§ TASK:
Rewrite the items below with every "Note to the class" switched to "Reminder for the class" and everything else unchanged.
= = =
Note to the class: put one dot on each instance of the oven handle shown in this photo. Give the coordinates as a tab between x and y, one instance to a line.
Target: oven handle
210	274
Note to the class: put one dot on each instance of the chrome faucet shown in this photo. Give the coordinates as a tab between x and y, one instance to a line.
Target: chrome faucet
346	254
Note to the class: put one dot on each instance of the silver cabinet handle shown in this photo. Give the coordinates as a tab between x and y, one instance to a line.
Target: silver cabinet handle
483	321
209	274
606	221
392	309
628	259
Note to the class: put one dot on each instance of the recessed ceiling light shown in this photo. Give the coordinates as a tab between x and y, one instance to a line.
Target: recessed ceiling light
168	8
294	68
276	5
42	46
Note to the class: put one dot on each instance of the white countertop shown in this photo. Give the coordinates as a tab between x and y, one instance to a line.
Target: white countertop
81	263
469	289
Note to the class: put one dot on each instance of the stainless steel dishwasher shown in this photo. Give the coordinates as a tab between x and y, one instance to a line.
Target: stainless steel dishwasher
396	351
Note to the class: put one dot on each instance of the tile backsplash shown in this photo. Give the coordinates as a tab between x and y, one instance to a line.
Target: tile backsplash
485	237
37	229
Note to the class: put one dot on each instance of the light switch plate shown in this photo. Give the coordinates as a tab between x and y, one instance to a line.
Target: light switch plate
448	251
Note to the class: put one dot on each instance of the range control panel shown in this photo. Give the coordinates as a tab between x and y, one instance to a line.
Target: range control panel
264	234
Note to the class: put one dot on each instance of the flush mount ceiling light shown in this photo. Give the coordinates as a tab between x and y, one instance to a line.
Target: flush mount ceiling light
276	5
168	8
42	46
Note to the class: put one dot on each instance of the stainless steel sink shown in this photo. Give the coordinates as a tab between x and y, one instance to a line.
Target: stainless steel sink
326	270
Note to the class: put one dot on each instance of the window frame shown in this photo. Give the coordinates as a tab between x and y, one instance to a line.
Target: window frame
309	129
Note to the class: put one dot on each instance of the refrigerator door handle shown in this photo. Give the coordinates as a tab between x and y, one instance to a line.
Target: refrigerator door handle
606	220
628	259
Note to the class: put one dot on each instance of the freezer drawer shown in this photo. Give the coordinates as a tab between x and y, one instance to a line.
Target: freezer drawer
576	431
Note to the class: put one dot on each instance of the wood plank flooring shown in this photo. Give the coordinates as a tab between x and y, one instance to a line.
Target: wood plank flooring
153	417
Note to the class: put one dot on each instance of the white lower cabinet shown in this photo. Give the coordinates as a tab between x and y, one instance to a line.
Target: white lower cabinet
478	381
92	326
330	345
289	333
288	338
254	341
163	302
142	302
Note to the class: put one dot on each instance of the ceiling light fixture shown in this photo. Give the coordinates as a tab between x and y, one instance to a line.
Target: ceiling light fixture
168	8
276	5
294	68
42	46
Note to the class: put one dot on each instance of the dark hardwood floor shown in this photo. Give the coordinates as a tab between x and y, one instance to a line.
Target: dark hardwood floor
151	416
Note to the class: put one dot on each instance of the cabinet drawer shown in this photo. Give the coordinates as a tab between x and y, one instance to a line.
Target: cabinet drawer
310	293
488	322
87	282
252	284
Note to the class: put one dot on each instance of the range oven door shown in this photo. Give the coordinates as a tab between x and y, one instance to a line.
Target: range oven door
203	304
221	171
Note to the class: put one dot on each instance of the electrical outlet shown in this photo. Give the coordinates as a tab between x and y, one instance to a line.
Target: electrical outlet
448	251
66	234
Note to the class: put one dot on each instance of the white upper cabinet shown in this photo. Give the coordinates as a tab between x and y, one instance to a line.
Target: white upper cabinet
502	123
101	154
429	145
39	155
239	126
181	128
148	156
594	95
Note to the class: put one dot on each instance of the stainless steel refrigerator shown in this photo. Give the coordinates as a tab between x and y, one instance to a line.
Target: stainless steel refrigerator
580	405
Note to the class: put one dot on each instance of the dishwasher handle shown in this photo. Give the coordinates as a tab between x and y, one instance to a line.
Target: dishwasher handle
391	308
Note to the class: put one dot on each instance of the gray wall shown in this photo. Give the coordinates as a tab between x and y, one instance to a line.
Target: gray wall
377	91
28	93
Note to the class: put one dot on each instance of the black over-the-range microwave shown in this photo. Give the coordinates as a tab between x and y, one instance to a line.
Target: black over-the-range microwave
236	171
= = =
§ EXERCISE ANSWER:
Reminder for the class: put one dot on each instance of the oven handle shown in this photo. Give the coordinates as a tab between x and y, one instance to a line.
Target: oven handle
210	274
Reminder for the class: put one dot on each instance of the chrome faucet shown in this photo. Give the coordinates as a tab between x and y, one instance to a line.
Target: chrome faucet
346	254
Reminder for the class: put one dot on each instance of the silver cabinet handle shown in this photo. Give the coordinates as a tab between x and y, one instance to a line.
Target: silver cabinet handle
483	321
209	274
606	221
392	309
628	259
Reminder for the class: put one dot on each instance of the recessed ceiling light shown in this photo. Give the coordinates as a tab between x and y, one instance to a line.
Target: recessed ceiling light
168	8
294	68
276	5
42	46
Reminder for the class: put one dot on each instance of the white countertop shown in this photo. Give the coordinates as a tab between x and y, one instance to a line.
Target: white countertop
81	263
469	289
Reminder for the class: put one dot on each instance of the stainless steel dishwasher shown in this photo. Give the coordinates as a tab between x and y, one instance to a line.
Target: stainless steel dishwasher
396	351
Reminder for the class: put one dot on each instance of the tile backsplash shown in this photo. Give the coordinates as a tab between x and y, one instance to a line.
Target: tile backsplash
485	237
37	229
Reminder for the class: put one dot on each instance of the light switch plate shown in this photo. Give the coordinates as a tab between x and y, one instance to a line.
Target: light switch plate
448	251
Reminder for the class: put one dot on each instance of the range control panel shown in this photo. Give the coordinates as a tab between x and y, one instance to a line.
Target: range control panel
264	234
Reminder for the class: put one dot on each instance of the flush mount ceiling light shown in this photo. Give the coordinates as a tab between x and y, one instance to a line.
Target: flush mount ceiling light
276	5
168	8
42	46
Reminder for the class: put one dot on each instance of the stainless steel sink shown in this photo. Give the coordinates as a tab between x and y, one instance to a line.
Target: stainless steel sink
326	270
Reminder for the class: put one dot on each instance of the window frame shown in this photo. Give the coordinates as a tab between x and y, one instance to a line.
Target: window frame
309	129
Reminder for the class: put one dot on each instance of the refrigerator door handle shown in this photo. Give the coordinates as a tab between x and y, one instance to a line.
Target: refrigerator door handle
606	220
628	259
Reminder for the class: put one dot on each instance of the freezer drawer shown in this photo. Give the coordinates as a tab between x and y, one instance to a line.
Target: freezer drawer
576	431
Reminder for the class: put one dot on each instance of the wood plank flooring shown in this photo. Give the coordinates as a tab between x and y, one instance to a line.
Target: wood plank flooring
153	417
Reminder for the class: put one dot on each instance of the white lower cabinet shown in this photo. Give the coordinates as a tab between x and y, one instance to a line.
Target: white lower cabinet
478	381
92	326
330	345
289	333
288	338
254	341
163	302
142	302
Reminder for the class: put one dot on each instance of the ceiling light fixture shown in this photo. Give the coordinates as a tab between x and y, one instance to a line.
Target: ceiling light fixture
168	8
276	5
294	68
42	46
Reminder for the class: put one dot on each instance of the dark hardwood floor shown in this photo. Give the coordinates as a tab between x and y, one instance to a line.
Target: dark hardwood floor
151	416
Reminder for the class: put one dot on each instance of the cabinet drawer shown in this photo. Give the coordinates as a tab between x and y, one instance to a line.
Target: cabinet drawer
310	293
488	322
87	282
252	284
Reminder for the class: put one dot on each instance of the range oven door shown in this photo. Give the coordinates as a tab between x and y, one instance to a line.
Target: range oven door
203	304
221	171
Reminder for the class: put one dot on each instance of the electrical outlet shown in this photo. Give the coordinates as a tab between x and y, one instance to a line.
Target: electrical outlet
448	251
66	234
Reminder for the class: put one dot on each instance of the white upper cabinet shown in this photo. Give the coordinates as a tab between x and y, one instance to a line.
Target: white upper cabinet
502	123
101	154
429	145
39	155
239	126
181	128
148	156
594	95
Reminder for the class: put one dot on each instance of the stainless steel refrigerator shown in this photo. Give the coordinates as a tab between x and y, one instance to a line.
Target: stainless steel refrigerator
580	405
Reminder for the class: put one dot on each instance of the dishwasher handle shown in this photo. Give the coordinates as a tab between x and y, one instance to a line.
Target: dishwasher handle
391	308
Reminder for the class: put one dot on each instance of the gray wall shown in this photo. Give the coordinates as a tab between x and y, one instance to a line.
Target: gray wall
377	91
28	93
Reminder for the class: put one dot on each instance of the black over-the-range microwave shown in this photo. Give the coordinates as a tab between x and y, one instance to a line.
Target: black over-the-range microwave
236	171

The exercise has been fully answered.